[[ PASSAGE TO READ open ]]
What are E-Numbers? Are they good or bad for me?


E numbers with the “E” standing for “Europe” are codes for substances used as food additives for use within the European Union and European Free Trade Association ( a trade organization consisting of Iceland, Liechtenstein, Norway, and Switzerland).

These codes relate to a set of EU rules about which foods can contain them and how much you should be able to consume in a day. Below is a quick guide to these numbers while in this link you have more detailed info.


E numbers have had a lot of negative publicity but despite what you might think, when you research them in detail you find that not all E-numbers are harmful. Some examples:

  • Sulfite in wine:  Sulphur dioxide has been used in wine-making for thousands of years, ever since the ancient Romans discovered that it would keep their wine from turning into vinegar. In modern times, it is sometimes added during the fermentation process to prevent acidification (and preserve flavor), enhance color, and remove fermentation by-products such as acetaldehyde (which many scientists think cause hangovers—although, unfortunately, adding sulfites won’t make you hangover-immune either). Sulfites are common not only in wine, but in some ciders, dried fruits, and dried potatoes. E-numbers: 220-228
  • Nitrates and nitrites in cured meats: Curing red meats also includes adding sodium nitrate and potassium nitrite to the meat in order to preserve its color, prevent fats from becoming rancid, and killing harmful bacteria. You have these ingredients to thank for keeping you safe from illnesses—such as botulism poisoning—that are caused by food spoilage. E-numbers: 249-252
  • Antioxidants in pre-sliced fruits: Antioxidants are often added to pre-sliced fruits you buy in the store to remove oxygen and prevent browning. These and other fruits may be treated with ascorbic acid, or Vitamin C, which has natural antioxidant characteristics. E-numbers: 170, 300, 302, 330
  • Preservatives in caviar: For those of you who can afford it or like it, guess how the shelf life and taste of caviar is preserved while avoiding bacterial activity? E-numbers: 284-285
  • Essential nutrients and vitamins: Many of these additives are actually essential nutrients and vitamins and are important for good nutrition. A few E-numbers essential for the human body are: E-numbers: 101 (vitamin B2), 300 (vitamin C), 306-9 (vitamin E) , 948 (oxygen!).
[[ PASSAGE TO READ closed ]]
INSTRUCTIONS →
**a)** Reproduce the part of the guide to E-numbers starting with "E numbers with the" and going on through "of Iceland, Liechtenstein, Norway, and Switzerland).", word for word.
**b)** Write what comes next in the guide to E-numbers, picking up after its last sentence.
The dataset entries are separate material from the guide to E-numbers.
[[ PROVIDED INFORMATION open ]]
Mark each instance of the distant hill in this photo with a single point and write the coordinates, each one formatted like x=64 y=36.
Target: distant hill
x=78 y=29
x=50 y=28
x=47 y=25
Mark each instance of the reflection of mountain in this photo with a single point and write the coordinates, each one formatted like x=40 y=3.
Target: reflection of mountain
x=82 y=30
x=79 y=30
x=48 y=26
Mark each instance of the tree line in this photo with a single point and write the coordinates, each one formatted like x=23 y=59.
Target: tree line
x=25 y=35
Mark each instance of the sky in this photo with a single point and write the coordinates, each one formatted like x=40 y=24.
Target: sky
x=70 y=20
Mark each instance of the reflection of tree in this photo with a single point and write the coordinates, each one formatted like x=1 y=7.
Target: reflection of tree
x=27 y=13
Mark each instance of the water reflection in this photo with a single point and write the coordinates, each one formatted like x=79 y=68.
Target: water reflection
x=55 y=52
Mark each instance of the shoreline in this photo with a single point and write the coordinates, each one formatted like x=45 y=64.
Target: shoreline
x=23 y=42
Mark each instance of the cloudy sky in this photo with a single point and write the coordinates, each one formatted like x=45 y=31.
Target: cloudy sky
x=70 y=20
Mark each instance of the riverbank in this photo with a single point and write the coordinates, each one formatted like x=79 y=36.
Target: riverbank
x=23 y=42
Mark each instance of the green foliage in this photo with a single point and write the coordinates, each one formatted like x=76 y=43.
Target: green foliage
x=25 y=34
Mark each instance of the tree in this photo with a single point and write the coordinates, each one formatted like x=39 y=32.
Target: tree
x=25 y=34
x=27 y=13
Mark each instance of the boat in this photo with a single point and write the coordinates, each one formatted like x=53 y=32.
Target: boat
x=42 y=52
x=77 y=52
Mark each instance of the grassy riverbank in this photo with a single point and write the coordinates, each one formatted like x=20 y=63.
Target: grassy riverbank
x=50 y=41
[[ PROVIDED INFORMATION closed ]]
RESPONSES PER TASK →
**a)**
E numbers with the “E” standing for “Europe” are codes for substances used as food additives for use within the European Union and European Free Trade Association ( a trade organization consisting of Iceland, Liechtenstein, Norway, and Switzerland).

**b)**
On the other hand, research into possible links between food colours and hyperactivity in children has found that consuming certain artificial food colours could cause increased hyperactivity in some children. These are called the Southampton Six and are:


  1. E110: Sunset yellow FCF
  2. E104: Quinoline yellow
  3. E122: Carmoisine
  4. E129: Allura red
  5. E102: Tartrazine
  6. E124: Ponceau 4R

Food and drink containing any of these six colours must carry a warning on the packaging. This will say ‘May have an adverse effect on activity and attention in children’.

And then, of course, there is all the debate about:

  • E621: the flavour enhancer, Monosodium Glutamate:
  • E250: the preservatives, Sodium nitrite and E251 or sodium nitrate
  • E211: the preservative, sodium benzoate
  • E282: the mould inhibitor, Calcium propionate
  • E951: the artifical sweetners aspartame and E952 or cyclamate
  • E320: the anti-oxidant, BHA –butylated hydroxyanisole. Etc……

UntitledSo, what is the take-away from all this? Well, that E-numbers are not all bad. And you really must educate yourself on food labels. However, as said in my last post on bio-accumulation, the less we expose ourselves to man-made chemicals, the better it is for our holistic selves. Ergo, always buy organic when possible and make most if not all your food at home. Avoid as much processed/ packaged food as possible so Be Happy and Stay Happy!